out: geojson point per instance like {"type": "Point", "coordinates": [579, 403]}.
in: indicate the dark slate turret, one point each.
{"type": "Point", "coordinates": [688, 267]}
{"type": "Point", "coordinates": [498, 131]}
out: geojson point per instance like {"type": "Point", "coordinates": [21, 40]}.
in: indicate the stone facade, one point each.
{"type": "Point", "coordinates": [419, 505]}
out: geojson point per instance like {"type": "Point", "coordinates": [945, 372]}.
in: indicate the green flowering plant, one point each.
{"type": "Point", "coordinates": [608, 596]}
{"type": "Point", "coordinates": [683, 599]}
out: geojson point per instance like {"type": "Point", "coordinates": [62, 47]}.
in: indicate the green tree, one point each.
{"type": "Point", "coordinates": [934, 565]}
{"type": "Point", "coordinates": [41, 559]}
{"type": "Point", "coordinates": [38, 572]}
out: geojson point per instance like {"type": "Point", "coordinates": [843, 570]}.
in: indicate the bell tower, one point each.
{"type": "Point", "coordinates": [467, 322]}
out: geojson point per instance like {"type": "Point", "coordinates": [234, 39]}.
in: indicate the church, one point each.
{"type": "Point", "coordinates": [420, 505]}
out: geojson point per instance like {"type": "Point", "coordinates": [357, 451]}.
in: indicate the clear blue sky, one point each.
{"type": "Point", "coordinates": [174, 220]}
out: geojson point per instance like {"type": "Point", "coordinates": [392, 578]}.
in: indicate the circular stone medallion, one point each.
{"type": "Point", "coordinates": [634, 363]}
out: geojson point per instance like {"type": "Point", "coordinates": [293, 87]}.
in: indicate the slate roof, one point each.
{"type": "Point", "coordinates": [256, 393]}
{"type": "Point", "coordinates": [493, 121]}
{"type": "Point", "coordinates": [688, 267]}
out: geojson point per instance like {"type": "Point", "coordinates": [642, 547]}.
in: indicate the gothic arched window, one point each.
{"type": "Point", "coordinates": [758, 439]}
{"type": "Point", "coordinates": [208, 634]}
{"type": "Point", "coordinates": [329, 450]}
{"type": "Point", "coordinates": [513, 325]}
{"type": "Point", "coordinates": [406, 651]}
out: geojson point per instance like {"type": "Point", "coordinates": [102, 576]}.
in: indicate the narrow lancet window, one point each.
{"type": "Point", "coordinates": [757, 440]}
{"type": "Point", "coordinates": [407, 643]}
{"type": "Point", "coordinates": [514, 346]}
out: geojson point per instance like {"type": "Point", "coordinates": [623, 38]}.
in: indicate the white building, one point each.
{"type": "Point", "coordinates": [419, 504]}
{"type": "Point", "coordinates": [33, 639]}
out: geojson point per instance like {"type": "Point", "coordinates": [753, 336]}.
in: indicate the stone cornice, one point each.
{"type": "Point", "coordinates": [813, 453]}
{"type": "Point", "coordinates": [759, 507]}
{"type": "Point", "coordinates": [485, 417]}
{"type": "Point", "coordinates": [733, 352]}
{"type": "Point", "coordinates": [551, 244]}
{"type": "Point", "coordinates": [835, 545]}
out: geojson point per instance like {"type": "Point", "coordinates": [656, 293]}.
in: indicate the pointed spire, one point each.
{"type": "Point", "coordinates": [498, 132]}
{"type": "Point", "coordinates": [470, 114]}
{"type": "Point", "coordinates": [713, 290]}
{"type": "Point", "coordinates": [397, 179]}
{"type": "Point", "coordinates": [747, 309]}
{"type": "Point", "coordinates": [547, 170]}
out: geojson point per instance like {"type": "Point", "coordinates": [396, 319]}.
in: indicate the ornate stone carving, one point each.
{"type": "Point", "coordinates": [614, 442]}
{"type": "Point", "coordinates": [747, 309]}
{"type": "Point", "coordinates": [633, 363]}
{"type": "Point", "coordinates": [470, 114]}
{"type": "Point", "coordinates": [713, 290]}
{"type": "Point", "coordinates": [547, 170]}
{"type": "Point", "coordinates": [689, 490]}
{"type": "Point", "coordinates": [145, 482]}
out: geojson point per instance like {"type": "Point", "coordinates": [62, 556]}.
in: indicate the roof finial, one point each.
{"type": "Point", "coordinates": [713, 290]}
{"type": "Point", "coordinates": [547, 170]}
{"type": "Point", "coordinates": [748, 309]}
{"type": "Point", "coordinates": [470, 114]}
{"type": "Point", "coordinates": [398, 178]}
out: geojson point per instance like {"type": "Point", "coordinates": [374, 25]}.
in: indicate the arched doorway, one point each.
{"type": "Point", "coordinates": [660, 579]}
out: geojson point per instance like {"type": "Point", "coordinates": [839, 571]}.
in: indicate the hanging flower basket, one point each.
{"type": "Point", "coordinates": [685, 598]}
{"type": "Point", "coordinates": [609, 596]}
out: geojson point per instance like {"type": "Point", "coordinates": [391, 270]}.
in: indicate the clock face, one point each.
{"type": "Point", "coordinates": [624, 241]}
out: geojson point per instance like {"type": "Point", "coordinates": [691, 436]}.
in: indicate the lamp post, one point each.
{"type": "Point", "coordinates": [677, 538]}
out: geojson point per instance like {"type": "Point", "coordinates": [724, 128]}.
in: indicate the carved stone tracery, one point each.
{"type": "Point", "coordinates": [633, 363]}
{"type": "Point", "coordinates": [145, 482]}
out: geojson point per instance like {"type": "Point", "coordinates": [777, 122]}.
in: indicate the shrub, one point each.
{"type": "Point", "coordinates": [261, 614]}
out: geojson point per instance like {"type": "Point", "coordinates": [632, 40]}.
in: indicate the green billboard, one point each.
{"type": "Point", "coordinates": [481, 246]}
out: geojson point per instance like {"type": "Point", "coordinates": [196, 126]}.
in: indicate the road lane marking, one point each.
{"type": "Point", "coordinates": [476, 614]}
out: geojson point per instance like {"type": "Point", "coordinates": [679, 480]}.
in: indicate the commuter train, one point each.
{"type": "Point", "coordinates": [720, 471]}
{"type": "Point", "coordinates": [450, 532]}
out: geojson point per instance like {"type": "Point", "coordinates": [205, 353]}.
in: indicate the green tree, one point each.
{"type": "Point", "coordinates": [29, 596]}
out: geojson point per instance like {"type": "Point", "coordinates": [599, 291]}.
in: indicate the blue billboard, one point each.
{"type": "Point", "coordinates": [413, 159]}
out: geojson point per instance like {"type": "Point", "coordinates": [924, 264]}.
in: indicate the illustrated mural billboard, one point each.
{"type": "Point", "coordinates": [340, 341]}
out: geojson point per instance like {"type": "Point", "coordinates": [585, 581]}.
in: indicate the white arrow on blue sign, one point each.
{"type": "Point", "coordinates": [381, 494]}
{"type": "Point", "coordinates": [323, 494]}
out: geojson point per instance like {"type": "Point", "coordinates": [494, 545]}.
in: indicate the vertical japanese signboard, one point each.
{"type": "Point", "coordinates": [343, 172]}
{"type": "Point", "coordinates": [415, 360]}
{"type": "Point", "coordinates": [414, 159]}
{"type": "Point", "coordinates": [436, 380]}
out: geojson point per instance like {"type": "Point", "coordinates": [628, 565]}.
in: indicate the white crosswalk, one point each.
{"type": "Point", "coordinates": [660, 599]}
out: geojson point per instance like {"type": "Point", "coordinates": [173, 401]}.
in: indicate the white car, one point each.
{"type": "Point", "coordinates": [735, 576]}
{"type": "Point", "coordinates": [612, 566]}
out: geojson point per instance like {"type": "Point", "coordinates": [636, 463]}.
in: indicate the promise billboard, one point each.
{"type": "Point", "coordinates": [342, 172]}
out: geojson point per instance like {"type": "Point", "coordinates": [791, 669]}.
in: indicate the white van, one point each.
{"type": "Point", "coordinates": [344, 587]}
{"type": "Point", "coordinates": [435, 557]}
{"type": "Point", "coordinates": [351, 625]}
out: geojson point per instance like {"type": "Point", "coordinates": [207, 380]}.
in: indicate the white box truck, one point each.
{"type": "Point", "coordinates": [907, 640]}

#### Aim of the task
Identify each row above that contains the word "arched" and copy every such row in full.

#### Correct result
in: indicate the gothic arched window, one point each.
in: indicate the arched doorway, one point each.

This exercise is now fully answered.